# Amaç
Aşağıda kayıtlardan önce gelen Gertrude Bell yazısını kaldığı yerden alıp sürdür.

# Seçilen Bölüm
________________

İbrahim Halil Okuyan
3 Mayıs 2012
Osmanlı`yı parçalayan kadın
Birinci Dünya Savaşı’nda Mezopotamya’yı işgal eden İngilizlerin Kılavuzu, “Gertrude Bell” adlı bir Arkeolog-Tarihçi (!) idi.
Arkeoloji merakıyla (!) gittiği Ortadoğu`da gizli servise katılıp Musul, Bağdat ve Basra’nın Osmanlının elinden alınmasında başrol oynayan İngiliz Gertrude Bell,
Soylu bir İngiliz ailesinden gelen gelmekteydi.
Gertrude Bell (1868 –1926), Durham`da zengin ve soylu bir ailede dünyaya geldi.
15 yaşına kadar eğitimine ailesinin yaşadığı büyük bir şatoda özel öğretmenlerle devam etti (anlaşılan ilk baştan casusluk için seçilmiş).

________________

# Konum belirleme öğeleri

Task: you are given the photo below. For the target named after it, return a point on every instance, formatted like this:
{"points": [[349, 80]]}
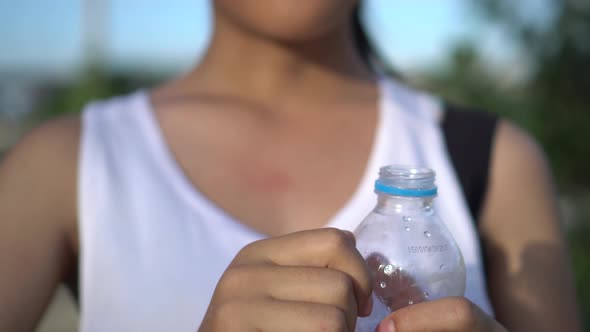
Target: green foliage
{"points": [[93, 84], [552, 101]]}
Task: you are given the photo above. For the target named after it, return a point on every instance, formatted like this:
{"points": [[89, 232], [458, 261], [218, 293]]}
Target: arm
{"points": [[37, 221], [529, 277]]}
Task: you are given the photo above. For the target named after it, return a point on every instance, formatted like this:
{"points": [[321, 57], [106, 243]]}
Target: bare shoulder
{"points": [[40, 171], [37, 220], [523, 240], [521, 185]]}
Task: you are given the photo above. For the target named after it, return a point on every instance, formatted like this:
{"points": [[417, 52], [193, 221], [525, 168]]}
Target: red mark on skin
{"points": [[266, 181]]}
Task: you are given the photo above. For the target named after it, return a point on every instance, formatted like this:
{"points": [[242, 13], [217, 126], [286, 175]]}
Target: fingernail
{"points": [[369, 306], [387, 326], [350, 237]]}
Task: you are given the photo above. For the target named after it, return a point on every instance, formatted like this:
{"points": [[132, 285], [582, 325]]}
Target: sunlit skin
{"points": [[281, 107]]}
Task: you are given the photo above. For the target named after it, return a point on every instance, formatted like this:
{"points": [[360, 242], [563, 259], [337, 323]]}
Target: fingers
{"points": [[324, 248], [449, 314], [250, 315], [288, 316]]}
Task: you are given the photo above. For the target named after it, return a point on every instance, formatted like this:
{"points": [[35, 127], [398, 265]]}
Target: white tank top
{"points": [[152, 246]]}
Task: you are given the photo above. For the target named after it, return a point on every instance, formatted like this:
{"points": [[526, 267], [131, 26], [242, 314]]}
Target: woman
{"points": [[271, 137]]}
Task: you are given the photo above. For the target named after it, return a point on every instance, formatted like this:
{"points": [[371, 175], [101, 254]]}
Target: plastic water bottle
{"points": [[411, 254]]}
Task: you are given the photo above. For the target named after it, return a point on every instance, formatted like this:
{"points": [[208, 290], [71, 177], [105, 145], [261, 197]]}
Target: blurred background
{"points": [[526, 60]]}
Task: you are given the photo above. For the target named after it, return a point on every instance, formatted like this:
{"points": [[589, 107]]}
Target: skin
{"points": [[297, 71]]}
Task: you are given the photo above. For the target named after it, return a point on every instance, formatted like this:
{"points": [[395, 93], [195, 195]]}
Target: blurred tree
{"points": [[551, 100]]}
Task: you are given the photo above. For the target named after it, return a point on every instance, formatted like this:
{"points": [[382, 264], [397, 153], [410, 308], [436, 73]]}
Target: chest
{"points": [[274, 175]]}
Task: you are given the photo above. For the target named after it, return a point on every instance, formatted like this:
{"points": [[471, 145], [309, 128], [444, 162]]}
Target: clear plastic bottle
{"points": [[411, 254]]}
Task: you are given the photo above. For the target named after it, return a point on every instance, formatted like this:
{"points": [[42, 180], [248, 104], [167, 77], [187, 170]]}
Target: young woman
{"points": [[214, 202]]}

________________

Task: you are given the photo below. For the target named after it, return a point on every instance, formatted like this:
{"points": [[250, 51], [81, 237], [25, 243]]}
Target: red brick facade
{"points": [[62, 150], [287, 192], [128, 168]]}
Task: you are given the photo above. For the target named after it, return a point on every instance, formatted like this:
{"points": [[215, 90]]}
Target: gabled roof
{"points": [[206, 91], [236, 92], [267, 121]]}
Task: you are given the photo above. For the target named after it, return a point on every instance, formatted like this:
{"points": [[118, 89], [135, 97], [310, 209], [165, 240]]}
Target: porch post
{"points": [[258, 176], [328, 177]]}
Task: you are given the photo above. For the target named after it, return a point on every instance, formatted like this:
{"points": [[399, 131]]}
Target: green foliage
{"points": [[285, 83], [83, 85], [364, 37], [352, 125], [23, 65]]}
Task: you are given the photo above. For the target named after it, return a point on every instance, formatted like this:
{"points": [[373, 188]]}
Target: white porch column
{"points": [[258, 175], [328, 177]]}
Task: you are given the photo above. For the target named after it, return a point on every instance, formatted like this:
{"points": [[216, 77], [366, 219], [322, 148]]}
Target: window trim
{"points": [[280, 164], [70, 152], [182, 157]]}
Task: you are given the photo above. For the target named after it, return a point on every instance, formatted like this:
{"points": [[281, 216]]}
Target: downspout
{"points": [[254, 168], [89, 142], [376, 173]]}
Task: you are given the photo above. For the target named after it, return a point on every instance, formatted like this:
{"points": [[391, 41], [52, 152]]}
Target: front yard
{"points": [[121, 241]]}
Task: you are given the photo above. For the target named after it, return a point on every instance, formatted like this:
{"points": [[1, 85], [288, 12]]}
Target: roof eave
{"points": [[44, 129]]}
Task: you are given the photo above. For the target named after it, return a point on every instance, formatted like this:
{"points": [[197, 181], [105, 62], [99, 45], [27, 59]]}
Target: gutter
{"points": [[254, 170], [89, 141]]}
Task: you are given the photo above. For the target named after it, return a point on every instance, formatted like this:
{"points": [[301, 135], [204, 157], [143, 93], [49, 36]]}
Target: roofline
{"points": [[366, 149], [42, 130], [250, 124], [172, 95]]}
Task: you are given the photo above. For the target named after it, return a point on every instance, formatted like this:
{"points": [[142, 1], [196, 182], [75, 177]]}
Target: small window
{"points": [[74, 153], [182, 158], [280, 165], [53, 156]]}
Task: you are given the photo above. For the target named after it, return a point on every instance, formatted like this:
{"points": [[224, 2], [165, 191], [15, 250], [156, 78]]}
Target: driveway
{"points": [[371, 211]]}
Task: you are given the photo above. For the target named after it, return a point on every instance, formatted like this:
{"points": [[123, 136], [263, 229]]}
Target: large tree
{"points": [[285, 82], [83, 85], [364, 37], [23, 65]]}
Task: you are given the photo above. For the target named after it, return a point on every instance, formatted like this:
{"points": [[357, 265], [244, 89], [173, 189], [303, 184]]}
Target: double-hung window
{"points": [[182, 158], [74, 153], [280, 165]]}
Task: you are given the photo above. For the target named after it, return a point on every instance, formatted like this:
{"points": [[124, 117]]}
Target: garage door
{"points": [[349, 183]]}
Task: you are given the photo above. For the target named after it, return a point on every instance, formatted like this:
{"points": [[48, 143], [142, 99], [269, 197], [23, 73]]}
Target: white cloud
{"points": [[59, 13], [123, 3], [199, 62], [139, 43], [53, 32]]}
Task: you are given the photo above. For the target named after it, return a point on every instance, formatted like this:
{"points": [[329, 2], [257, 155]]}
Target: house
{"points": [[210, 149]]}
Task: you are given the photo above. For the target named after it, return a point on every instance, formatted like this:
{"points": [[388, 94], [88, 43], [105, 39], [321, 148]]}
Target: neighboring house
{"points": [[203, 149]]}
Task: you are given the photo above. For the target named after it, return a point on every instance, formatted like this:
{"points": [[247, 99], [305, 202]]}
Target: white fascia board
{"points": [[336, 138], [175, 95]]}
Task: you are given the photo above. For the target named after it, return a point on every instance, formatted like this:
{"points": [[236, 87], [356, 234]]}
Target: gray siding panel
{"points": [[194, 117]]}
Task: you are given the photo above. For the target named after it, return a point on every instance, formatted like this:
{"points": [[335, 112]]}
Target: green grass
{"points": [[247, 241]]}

________________

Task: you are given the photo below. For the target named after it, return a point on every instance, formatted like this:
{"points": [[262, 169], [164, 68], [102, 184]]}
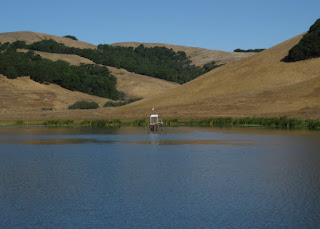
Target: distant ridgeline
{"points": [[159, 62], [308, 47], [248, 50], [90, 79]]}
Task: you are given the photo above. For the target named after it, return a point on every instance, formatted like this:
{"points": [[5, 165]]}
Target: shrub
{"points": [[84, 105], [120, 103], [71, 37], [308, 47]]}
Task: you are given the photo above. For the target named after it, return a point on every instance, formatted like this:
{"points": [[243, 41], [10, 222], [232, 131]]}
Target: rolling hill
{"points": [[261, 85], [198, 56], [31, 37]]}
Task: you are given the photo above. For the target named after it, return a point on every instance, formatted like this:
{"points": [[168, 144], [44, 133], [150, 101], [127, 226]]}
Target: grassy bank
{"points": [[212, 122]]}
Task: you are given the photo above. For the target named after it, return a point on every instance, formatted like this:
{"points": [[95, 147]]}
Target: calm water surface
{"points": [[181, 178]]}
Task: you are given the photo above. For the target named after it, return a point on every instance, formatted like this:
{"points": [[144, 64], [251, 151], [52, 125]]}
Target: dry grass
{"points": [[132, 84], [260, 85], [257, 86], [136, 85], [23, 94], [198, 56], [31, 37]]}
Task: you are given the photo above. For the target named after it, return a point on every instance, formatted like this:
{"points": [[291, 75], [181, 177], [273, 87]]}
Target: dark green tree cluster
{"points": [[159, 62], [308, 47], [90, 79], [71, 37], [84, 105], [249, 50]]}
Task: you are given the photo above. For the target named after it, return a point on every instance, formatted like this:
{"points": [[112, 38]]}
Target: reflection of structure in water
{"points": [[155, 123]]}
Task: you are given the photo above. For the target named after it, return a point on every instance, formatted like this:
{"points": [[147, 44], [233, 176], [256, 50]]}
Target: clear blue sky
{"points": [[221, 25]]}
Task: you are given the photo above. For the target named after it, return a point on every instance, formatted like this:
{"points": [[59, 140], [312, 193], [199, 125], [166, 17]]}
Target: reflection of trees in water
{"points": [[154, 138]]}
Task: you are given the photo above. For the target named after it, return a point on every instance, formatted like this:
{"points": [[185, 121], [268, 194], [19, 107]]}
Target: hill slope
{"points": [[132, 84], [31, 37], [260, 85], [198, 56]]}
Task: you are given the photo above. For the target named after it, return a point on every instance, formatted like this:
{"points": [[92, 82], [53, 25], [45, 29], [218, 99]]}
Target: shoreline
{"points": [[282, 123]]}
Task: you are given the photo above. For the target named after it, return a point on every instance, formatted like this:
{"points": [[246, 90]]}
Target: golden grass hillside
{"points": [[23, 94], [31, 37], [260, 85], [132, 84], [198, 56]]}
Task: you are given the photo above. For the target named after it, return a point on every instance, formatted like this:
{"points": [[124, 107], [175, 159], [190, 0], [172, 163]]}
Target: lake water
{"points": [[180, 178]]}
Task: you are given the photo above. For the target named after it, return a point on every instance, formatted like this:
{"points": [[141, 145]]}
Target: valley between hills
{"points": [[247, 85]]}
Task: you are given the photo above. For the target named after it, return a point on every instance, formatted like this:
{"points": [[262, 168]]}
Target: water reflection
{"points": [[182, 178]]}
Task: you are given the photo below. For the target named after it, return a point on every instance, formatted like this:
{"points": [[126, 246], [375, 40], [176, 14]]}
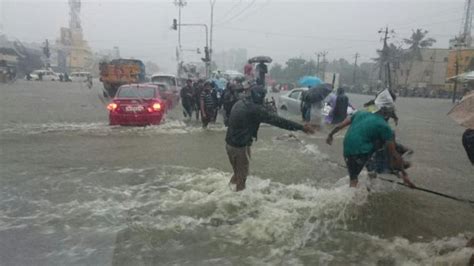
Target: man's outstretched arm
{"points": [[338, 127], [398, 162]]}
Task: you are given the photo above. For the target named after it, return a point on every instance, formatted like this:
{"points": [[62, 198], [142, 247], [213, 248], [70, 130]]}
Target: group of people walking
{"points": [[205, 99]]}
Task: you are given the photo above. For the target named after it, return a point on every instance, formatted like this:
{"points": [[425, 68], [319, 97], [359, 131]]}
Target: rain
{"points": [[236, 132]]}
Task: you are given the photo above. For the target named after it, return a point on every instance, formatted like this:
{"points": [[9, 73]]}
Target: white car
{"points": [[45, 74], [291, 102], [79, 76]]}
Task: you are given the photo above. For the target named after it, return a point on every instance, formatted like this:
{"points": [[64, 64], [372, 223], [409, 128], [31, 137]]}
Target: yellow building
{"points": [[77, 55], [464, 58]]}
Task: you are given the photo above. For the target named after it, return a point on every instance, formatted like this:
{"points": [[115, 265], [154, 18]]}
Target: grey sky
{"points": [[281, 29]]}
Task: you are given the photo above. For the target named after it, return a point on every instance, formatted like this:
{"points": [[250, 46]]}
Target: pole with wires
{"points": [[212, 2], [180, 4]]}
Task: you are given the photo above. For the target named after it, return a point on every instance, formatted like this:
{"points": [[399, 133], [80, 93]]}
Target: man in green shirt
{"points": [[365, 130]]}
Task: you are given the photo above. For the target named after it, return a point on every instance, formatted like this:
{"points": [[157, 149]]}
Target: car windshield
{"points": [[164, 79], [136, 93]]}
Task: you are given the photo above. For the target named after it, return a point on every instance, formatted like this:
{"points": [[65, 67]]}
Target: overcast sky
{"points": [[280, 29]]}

________________

# Görev Sonucu
O tarihlerde hemen hemen tüm soylu genç kızların yaptığı gibi iyi bir koca bulma yansına girmedi.
Ailesinin, Özellikle de üvey Annesinin teşvikiyle 18 yaşında Oxford Üniversitesi tarih bölümüne kayıt oldu.
Okulu birincilikle bitirdi.
Arkeoloji ve eski medeniyetlere olan merakı nedeniyle her zaman hayalini kurduğu yolculuğa çıkma zamanı gelmişti.
Doğu`ya ilk seyahat
Oxford Üniversitesi’nde tarih eğitimi aldıktan sonra Ortadoğu’ya sayısız ziyaretler yapmıştı.
İlk yolculuğu İstanbul`a oldu.
Daha sonraki durak Tahran`dı.
Önemli bir aileden geldiği için Tahran`da bir Prenses gibi karşılandı.
Büyükelçilik rezidansını bir “ANA KAMP” gibi kullanarak oradan Mısır`a,
Ürdün`e, Suriye`ye geziler yaptı.
Hem dilini geliştirdi, hem de arkeolojik yerlerin bulunmasında ve korunmasında yerel yönetimlere büyük yardımı dokundu.
Gittiği yerlerde gördüklerim günlüklerine yazıyor ve çizdiği haritaları İngiliz Kraliyet Coğrafya Merkezi`ne gönderiyordu.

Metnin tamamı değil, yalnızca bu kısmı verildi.